[Stored data entries]
════

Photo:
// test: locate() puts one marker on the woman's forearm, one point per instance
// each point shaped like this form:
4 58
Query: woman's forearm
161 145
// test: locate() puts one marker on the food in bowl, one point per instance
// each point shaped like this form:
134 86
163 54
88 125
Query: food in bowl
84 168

════

> **WHAT IS REQUIRED**:
In the entries above, find each line with the word "puts" and show it.

> **PROBLEM SOLUTION**:
// test: locate() puts one marker on the woman's forearm, one point per instance
// test: locate() puts one marker on the food in bowl, one point per instance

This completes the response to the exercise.